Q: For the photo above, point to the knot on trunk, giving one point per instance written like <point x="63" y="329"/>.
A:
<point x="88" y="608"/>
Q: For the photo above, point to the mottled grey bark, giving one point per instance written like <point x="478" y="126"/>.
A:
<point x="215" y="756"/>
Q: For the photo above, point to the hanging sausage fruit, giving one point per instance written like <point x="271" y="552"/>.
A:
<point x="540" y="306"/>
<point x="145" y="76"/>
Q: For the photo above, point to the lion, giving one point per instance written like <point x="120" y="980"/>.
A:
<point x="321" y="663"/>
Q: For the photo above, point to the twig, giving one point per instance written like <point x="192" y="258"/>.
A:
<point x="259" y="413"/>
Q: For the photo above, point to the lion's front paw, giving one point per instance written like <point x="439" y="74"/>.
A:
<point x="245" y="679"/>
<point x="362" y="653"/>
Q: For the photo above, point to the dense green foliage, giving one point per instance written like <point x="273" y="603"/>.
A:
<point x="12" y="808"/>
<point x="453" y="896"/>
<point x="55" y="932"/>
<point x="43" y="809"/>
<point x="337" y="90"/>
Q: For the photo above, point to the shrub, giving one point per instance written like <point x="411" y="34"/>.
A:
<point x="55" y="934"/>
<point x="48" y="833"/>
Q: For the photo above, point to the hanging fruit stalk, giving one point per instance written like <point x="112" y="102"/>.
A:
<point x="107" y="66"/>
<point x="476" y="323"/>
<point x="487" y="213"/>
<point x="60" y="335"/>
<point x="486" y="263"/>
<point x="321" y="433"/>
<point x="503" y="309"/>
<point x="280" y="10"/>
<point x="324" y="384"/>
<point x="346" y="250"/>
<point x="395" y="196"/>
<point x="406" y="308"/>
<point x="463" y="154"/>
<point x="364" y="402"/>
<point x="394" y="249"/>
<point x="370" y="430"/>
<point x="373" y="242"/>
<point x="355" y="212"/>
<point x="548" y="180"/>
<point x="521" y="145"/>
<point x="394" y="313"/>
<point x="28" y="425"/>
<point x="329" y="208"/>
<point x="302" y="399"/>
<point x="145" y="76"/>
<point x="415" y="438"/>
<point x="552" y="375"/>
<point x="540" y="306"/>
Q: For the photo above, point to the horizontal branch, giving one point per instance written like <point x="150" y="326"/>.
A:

★ ★ ★ ★

EXERCISE OBJECTIVE. Find the line containing "Q: For the photo above, point to the lion's" in the material above. Print it and every line after it through the end, exactly and only those.

SOLUTION FOR THIS PROBLEM.
Q: For the photo above, point to the lion's front paw, giving one point per instance written like <point x="439" y="74"/>.
A:
<point x="245" y="679"/>
<point x="362" y="653"/>
Q: For the photo above, point to the dense green foliage, giving one point per instance written like <point x="273" y="603"/>.
A:
<point x="12" y="808"/>
<point x="453" y="896"/>
<point x="55" y="932"/>
<point x="43" y="809"/>
<point x="337" y="90"/>
Q: For the photo above, point to the shrub, giving one point per instance written like <point x="411" y="34"/>.
A:
<point x="55" y="934"/>
<point x="48" y="833"/>
Q: For the photo above, point to the hanging fruit stalk, giving one point per instance written like <point x="112" y="102"/>.
A:
<point x="107" y="66"/>
<point x="476" y="323"/>
<point x="487" y="213"/>
<point x="60" y="335"/>
<point x="486" y="263"/>
<point x="321" y="433"/>
<point x="503" y="309"/>
<point x="280" y="10"/>
<point x="324" y="384"/>
<point x="346" y="250"/>
<point x="395" y="196"/>
<point x="406" y="308"/>
<point x="463" y="154"/>
<point x="364" y="402"/>
<point x="394" y="249"/>
<point x="370" y="430"/>
<point x="373" y="242"/>
<point x="355" y="212"/>
<point x="548" y="180"/>
<point x="521" y="145"/>
<point x="394" y="313"/>
<point x="28" y="425"/>
<point x="329" y="208"/>
<point x="302" y="399"/>
<point x="145" y="76"/>
<point x="415" y="438"/>
<point x="552" y="375"/>
<point x="540" y="306"/>
Q: For the photo above, point to the horizontal branch, giving one point per instance written like <point x="150" y="326"/>.
A:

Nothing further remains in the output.